====== GIVEN DATA

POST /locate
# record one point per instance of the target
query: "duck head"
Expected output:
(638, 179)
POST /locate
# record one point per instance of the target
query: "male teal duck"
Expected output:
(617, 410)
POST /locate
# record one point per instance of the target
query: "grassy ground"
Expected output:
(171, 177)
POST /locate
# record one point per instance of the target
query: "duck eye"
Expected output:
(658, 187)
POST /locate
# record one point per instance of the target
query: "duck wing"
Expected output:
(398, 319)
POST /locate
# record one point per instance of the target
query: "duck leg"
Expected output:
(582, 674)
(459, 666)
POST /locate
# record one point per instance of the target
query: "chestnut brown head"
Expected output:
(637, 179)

============

-- TASK DIRECTIONS --
Each entry above is to be quoted exactly.

-- RESPONSE TO THE EXERCISE --
POST /locate
# record one point per instance of the target
query: "duck head"
Expected output:
(638, 179)
POST /locate
# record one point per instance of the target
query: "male teal duck"
Expected output:
(617, 410)
POST /locate
# record one point per instance of the target
query: "grassy ground"
Expected output:
(171, 177)
POST /locate
# record one point per instance of the target
query: "duck eye"
Expected output:
(658, 187)
POST /locate
# record one point per instance of the target
query: "duck wing"
Expected output:
(398, 319)
POST /locate
# record one point per instance of the target
query: "duck leg"
Expected output:
(582, 674)
(459, 666)
POST /locate
# record one point per instance of the target
query: "chestnut brown head"
Expected output:
(637, 179)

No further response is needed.